[Work to do]
From the items below, pull out and copy in full every line that contains the word "parsley". Case counts, so a line with the word in different capitalization does not qualify.

[Input records]
[start]
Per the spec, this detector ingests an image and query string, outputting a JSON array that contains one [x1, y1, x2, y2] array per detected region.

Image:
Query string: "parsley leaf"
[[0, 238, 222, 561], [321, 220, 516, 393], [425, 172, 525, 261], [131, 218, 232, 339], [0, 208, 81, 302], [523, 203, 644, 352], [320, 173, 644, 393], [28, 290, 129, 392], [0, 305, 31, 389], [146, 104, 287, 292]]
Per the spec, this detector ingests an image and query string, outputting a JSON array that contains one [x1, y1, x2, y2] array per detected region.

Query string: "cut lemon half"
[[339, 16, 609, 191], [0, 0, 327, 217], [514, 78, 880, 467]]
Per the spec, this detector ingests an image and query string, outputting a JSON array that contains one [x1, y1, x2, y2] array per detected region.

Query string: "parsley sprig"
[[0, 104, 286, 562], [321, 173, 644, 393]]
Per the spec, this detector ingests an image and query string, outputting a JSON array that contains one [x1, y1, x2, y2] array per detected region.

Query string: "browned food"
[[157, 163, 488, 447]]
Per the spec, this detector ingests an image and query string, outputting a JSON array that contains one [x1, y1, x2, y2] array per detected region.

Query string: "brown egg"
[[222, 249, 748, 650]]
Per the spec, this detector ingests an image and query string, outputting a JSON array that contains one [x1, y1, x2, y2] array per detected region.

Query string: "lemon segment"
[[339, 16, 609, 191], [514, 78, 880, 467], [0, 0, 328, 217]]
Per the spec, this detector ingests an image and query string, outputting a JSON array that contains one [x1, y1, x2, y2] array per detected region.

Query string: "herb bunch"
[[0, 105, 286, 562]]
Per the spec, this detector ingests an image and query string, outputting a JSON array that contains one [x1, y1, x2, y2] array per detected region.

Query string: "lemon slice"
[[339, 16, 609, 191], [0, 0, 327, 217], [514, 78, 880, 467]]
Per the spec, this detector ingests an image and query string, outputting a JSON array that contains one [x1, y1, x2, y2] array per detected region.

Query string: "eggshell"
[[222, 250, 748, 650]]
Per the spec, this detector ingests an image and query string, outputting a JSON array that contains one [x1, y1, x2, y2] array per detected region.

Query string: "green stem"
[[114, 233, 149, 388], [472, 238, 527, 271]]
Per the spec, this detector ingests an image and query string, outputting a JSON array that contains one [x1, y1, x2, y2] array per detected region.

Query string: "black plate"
[end]
[Solution for this problem]
Query string: "parsley leaf"
Query string: "parsley sprig"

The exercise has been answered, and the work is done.